Quoted text:
■ ■ ■ ■ ■

Toynbee at Brideshead

November 1 2011

Sligger Urquhart and Sikh, Balliol, c 1914; Balliol College Archives, FF Urquhart, Album 7; photograph © Balliol College, Oxford; used with permission

Mr Samgrass in Brideshead Revisited, Sillery in A Dance to the Music of Time and Irwin in The History Boys are cited by Jacob Heilbrunn as “overweening” fictional historians in a review of Adam Sisman, Hugh Trevor-Roper: The Biography, Weidenfeld and Nicolson, 2010, in the The National Interest, September-October.

The model for Samgrass (All Souls) is usually said to be Maurice Bowra (Wadham), but he must have had elements of FF (“Sligger”) Urquhart, the snobbish homosexual Dean of Balliol from 1918 to 1934, in him. Some have suggested Isaiah Berlin (All Souls), who was perhaps more of a social snob than Bowra. It is impossible for people now to know what Bowra’s social reputation was based on. The best that can be said of his reported jokes is that one had to be there. But the impression he made on generations of undergraduates and others was deep.

■ ■ ■ ■ ■

Stated task 1: In the Brideshead post, from what year to what year was FF Urquhart Dean of Balliol?
Stated task 2: Name every fictional historian the Brideshead post says Jacob Heilbrunn cites, each with the work they appear in.

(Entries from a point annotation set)

■ ■ ■ ■ ■

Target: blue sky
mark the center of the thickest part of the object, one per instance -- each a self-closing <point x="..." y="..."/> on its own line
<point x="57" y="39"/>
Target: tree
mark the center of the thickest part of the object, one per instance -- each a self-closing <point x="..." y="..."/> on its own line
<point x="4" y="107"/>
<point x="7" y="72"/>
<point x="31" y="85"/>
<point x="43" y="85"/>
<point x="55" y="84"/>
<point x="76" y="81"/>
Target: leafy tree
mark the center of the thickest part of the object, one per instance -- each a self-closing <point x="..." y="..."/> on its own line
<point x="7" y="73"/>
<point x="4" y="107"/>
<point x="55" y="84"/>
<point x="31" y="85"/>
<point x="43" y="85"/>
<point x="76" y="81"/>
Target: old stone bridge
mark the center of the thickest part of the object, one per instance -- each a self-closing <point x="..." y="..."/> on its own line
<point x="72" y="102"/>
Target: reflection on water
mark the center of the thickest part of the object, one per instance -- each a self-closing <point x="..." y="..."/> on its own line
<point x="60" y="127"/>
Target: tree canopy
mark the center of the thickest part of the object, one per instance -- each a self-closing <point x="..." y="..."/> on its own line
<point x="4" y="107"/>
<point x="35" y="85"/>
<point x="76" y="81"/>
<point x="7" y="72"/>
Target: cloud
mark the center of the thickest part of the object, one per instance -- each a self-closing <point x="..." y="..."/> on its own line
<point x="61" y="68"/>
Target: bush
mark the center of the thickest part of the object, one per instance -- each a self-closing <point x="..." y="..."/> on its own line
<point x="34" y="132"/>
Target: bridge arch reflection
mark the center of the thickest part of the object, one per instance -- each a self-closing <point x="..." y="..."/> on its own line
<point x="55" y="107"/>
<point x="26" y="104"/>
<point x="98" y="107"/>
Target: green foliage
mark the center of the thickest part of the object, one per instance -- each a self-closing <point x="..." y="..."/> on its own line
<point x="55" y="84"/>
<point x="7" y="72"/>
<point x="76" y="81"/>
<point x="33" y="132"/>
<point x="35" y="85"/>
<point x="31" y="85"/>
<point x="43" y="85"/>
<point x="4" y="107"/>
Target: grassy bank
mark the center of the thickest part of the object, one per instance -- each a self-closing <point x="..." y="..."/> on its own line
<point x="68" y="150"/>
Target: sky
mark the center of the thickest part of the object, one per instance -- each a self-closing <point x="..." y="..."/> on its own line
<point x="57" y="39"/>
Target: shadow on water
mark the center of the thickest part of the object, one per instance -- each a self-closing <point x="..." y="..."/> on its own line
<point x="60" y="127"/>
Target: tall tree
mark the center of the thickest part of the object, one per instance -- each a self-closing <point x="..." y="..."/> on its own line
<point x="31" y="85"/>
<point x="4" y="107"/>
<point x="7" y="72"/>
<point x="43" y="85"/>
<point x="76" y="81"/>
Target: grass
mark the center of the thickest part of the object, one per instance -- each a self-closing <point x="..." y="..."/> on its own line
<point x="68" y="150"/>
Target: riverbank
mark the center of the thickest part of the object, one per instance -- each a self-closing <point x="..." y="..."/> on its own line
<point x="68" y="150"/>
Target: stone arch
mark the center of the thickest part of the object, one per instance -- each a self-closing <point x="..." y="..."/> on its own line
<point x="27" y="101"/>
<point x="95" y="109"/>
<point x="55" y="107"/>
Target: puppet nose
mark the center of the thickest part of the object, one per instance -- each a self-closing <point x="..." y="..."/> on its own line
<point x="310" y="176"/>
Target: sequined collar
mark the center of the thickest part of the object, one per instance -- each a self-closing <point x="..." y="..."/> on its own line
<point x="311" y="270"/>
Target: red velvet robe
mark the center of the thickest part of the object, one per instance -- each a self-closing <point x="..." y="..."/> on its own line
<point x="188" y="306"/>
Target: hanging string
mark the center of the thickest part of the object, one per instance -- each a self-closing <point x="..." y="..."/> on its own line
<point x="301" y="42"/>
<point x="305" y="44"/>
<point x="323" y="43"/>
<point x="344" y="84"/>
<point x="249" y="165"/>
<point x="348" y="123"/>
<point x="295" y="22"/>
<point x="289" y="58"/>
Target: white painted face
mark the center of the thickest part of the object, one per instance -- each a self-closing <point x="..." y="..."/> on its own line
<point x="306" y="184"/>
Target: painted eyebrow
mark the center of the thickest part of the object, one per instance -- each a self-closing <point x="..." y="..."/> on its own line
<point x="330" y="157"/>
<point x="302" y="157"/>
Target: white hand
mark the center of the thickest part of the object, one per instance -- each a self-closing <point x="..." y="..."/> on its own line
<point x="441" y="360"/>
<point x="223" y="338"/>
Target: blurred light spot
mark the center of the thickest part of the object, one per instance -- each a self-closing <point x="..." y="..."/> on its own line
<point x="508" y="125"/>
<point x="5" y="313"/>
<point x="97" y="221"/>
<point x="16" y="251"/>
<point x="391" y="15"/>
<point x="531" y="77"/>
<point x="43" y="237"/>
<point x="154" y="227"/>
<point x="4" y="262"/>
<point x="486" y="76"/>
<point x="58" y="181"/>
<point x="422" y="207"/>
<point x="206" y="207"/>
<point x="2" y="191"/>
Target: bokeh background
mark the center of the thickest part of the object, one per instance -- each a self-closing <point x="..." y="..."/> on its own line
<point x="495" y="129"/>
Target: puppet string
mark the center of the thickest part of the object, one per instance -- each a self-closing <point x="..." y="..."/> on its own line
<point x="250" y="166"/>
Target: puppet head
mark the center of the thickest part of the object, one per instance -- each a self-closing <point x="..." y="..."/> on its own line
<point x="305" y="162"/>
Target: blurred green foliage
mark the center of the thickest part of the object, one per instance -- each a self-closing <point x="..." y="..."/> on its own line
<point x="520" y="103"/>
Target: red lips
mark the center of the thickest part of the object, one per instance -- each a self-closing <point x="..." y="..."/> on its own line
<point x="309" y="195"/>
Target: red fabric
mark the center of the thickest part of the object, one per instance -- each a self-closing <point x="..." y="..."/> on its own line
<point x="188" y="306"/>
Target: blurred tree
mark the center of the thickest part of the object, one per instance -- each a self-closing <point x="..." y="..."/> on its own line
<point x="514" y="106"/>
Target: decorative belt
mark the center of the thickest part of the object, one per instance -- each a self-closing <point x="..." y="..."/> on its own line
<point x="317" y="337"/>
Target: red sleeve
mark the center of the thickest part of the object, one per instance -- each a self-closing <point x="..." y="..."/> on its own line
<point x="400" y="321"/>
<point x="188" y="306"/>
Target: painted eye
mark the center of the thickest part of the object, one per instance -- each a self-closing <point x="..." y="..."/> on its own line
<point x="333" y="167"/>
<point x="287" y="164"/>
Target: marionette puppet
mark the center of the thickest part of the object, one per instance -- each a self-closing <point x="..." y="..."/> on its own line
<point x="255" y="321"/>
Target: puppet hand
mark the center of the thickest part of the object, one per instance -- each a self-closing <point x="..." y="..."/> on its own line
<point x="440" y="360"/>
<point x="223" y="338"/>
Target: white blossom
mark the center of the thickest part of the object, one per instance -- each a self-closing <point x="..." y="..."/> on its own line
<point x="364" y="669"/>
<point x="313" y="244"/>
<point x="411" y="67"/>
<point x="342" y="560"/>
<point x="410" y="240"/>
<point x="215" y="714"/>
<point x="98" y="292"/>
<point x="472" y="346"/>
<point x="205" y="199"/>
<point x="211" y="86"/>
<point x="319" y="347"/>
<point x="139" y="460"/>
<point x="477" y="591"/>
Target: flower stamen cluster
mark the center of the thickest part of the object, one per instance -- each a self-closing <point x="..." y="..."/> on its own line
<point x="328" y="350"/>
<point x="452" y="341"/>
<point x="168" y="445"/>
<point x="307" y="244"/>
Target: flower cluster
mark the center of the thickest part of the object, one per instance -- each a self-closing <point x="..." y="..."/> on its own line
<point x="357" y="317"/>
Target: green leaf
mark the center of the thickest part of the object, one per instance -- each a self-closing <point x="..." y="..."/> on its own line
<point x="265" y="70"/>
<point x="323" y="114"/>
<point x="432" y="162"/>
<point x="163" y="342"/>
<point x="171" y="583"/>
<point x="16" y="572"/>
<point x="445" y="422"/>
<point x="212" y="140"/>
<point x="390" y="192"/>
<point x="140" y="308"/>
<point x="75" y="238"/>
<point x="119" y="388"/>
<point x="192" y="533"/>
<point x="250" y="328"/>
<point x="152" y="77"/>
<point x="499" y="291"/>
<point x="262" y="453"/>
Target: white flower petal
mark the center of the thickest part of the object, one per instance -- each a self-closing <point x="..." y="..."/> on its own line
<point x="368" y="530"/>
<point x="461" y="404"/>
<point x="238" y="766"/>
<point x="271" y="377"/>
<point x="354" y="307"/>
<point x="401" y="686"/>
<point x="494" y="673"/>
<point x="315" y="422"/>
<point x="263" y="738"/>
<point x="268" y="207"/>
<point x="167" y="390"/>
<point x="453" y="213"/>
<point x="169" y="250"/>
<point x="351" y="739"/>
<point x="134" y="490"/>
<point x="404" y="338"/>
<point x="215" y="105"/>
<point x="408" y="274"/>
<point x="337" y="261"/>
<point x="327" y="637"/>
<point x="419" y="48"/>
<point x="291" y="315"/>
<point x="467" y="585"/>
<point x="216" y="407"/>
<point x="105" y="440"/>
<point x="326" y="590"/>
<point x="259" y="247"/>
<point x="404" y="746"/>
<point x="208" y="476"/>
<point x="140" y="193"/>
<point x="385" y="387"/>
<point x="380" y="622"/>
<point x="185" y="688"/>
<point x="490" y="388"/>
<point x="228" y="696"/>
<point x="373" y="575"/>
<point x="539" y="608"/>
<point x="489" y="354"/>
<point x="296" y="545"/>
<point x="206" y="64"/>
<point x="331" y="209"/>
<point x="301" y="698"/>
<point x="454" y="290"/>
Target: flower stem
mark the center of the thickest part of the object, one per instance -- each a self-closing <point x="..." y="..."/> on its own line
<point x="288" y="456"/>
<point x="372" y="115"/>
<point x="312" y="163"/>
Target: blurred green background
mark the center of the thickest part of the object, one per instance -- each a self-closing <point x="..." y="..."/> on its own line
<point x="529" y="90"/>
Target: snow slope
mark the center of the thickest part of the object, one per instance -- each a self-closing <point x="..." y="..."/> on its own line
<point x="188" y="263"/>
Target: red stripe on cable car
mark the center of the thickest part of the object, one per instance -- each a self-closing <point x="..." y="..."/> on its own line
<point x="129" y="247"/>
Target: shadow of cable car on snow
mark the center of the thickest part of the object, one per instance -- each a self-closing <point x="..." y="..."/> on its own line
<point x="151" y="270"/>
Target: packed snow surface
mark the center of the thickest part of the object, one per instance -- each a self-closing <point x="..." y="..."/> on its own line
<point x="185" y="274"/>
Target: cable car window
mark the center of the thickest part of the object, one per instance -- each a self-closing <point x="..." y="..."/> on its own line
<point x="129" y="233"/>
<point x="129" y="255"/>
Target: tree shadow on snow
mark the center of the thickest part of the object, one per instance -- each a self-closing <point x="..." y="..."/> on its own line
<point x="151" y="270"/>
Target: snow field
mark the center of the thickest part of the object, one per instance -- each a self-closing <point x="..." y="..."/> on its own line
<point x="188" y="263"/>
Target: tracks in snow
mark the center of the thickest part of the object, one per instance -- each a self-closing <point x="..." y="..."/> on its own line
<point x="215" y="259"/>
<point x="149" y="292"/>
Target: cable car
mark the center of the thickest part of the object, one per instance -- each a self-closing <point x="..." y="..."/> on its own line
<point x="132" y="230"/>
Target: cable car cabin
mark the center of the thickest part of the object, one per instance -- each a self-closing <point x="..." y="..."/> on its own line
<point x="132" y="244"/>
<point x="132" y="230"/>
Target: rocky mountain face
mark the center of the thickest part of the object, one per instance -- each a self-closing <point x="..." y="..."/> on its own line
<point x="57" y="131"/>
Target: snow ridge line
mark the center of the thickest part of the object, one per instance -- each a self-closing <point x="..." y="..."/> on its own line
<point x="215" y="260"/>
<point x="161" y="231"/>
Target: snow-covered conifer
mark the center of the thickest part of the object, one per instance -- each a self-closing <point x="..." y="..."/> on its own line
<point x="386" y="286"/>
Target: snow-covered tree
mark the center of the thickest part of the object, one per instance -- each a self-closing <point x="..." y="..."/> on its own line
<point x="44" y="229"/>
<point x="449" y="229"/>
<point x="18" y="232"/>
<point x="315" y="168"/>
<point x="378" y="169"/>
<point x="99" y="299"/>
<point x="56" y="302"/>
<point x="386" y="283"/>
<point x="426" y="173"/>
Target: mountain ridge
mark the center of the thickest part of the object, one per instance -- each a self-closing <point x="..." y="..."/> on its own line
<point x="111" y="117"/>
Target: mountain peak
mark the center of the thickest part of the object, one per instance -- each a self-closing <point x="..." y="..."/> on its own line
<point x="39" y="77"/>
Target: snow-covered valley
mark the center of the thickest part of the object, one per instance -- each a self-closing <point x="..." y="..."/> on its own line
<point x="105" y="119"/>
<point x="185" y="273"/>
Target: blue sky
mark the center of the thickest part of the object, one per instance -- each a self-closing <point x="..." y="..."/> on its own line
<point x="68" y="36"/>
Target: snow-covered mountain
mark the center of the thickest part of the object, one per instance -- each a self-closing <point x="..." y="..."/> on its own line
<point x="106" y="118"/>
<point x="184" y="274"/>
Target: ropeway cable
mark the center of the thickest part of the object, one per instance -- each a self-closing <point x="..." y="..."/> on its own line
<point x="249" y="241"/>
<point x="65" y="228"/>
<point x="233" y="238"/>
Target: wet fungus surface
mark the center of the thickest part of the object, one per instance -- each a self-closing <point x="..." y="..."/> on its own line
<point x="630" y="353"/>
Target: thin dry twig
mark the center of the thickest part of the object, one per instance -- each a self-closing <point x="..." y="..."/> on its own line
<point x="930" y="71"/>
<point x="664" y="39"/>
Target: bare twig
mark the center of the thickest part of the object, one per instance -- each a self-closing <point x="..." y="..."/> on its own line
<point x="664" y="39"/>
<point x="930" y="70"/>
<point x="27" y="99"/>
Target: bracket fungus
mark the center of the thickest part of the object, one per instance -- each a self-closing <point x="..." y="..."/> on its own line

■ ■ ■ ■ ■

Full answer 1: From 1918 to 1934.

Full answer 2:
- Mr Samgrass, in Brideshead Revisited
- Sillery, in A Dance to the Music of Time
- Irwin, in The History Boys